** Source text **
****************

PT-019 - APPLYING ARTIFICIAL INTELLIGENCE-BASED DIGITAL TWINS IN TUBERCULOSIS CLINICAL TRIALS

Z. Li¹, R. Savic^2,3, M. Morimoto², D. Purohit⁴, C. Silva⁵; ¹UCSF, San Francisco, CA, USA, ²University of California, San Francisco, San Francisco, CA, USA, ³UCSF Center for Tuberculosis, University of California, San Francisco, San Francisco, CA, USA, ⁴University of California, San Francsico, San Francisco, CA, USA, ⁵University of California San Francisco, San Francisco, CA, USA.

Background: In drug-susceptible tuberculosis clinical trials, all new regimens need to compare their effects to the 6-month standard-of-care treatment with rifampicin, isoniazid, pyrazinamide, and ethambutol. This study aims to develop artificial intelligence-based digital twins to replace patients in the control group with standard-of-care treatment.

****************

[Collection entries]

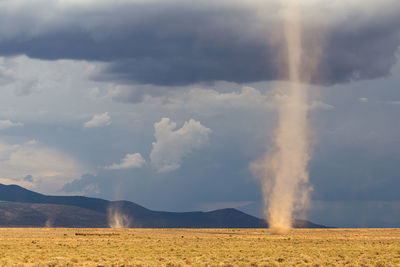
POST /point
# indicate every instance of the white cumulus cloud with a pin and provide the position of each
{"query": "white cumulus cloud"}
(129, 161)
(98, 120)
(172, 145)
(5, 124)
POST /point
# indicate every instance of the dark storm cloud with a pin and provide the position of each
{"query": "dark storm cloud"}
(174, 43)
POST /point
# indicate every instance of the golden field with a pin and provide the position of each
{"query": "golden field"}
(199, 247)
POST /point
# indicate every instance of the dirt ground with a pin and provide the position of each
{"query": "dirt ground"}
(199, 247)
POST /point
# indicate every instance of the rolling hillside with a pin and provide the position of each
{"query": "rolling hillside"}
(20, 207)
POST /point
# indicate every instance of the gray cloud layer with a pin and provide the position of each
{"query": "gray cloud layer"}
(175, 43)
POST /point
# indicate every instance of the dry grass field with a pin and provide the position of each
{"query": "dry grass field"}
(199, 247)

****************

** What to work on **
Reproduce the full abstract on AI-based digital twins in tuberculosis trials, word for word.

** Written solution **
PT-019 - APPLYING ARTIFICIAL INTELLIGENCE-BASED DIGITAL TWINS IN TUBERCULOSIS CLINICAL TRIALS

Z. Li¹, R. Savic^2,3, M. Morimoto², D. Purohit⁴, C. Silva⁵; ¹UCSF, San Francisco, CA, USA, ²University of California, San Francisco, San Francisco, CA, USA, ³UCSF Center for Tuberculosis, University of California, San Francisco, San Francisco, CA, USA, ⁴University of California, San Francsico, San Francisco, CA, USA, ⁵University of California San Francisco, San Francisco, CA, USA.

Background: In drug-susceptible tuberculosis clinical trials, all new regimens need to compare their effects to the 6-month standard-of-care treatment with rifampicin, isoniazid, pyrazinamide, and ethambutol. This study aims to develop artificial intelligence-based digital twins to replace patients in the control group with standard-of-care treatment.